THE TASK:
Return every line of the rows below that contains the string "polygon".

DATA SUPPLIED:
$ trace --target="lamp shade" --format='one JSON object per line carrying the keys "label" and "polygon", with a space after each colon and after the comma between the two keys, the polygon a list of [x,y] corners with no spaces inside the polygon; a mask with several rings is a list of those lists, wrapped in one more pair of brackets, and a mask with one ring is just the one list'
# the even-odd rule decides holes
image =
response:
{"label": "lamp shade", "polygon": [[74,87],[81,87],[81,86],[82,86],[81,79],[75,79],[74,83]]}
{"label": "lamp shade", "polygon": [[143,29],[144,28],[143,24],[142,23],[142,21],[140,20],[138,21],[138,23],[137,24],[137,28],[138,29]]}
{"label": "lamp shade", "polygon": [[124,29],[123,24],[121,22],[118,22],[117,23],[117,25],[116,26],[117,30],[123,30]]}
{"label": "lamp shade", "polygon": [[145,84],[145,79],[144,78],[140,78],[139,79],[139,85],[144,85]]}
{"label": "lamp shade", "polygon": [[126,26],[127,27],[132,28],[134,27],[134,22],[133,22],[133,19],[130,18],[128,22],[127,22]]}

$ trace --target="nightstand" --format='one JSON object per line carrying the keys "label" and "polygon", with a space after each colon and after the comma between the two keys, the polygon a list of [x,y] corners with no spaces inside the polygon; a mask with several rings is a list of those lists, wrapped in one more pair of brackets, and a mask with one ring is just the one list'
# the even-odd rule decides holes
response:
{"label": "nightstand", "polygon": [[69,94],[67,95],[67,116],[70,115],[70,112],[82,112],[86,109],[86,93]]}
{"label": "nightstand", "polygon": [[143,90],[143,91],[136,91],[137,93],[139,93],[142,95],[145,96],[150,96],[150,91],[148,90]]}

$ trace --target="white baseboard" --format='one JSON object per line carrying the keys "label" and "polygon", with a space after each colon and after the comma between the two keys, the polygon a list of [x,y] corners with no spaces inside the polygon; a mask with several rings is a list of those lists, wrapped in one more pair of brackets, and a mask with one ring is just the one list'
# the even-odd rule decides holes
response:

SOLUTION TO THE PROBLEM:
$ trace --target="lamp shade" --format='one JSON object per line carrying the keys "label" and "polygon", with a space after each colon and after the comma between the two keys, the polygon a list of [x,y] corners with no spaces inside the polygon; a mask with several rings is a list of those lists, wrapped in one more pair of brackets, and a mask with one ring is just the one list'
{"label": "lamp shade", "polygon": [[74,87],[81,87],[81,86],[82,86],[81,79],[75,79],[74,83]]}
{"label": "lamp shade", "polygon": [[143,29],[144,28],[143,24],[142,23],[142,21],[140,20],[138,21],[138,23],[137,24],[137,28],[138,29]]}
{"label": "lamp shade", "polygon": [[124,29],[123,24],[121,22],[118,22],[117,23],[117,25],[116,26],[117,30],[123,30]]}
{"label": "lamp shade", "polygon": [[145,84],[145,79],[144,78],[140,78],[139,79],[139,85],[144,85]]}
{"label": "lamp shade", "polygon": [[126,26],[127,27],[132,28],[134,27],[134,22],[133,22],[133,19],[130,18],[128,22],[127,22]]}
$ trace --target="nightstand" --format='one JSON object per line carrying the keys "label" and "polygon", with a space after each colon and after the comma between the two keys, the polygon a list of [x,y] corners with no spaces inside the polygon; a mask with several rings is a list of those lists, wrapped in one more pair of brackets, and a mask with one ring is just the one list'
{"label": "nightstand", "polygon": [[69,94],[67,95],[67,116],[70,115],[70,112],[82,112],[86,109],[86,93]]}
{"label": "nightstand", "polygon": [[143,90],[143,91],[136,91],[137,93],[139,93],[142,95],[145,96],[150,96],[150,91],[148,90]]}
$ trace --target="white baseboard" --format='one JSON object per line carrying the keys "label" and "polygon", with a space after each colon and after the comma between the two keys, the polygon a list of [x,y] corners with no spaces inside the polygon; a mask with several rings is a list of those lists, wrapped in one more pair of brackets, and a mask with one ring is just the one list'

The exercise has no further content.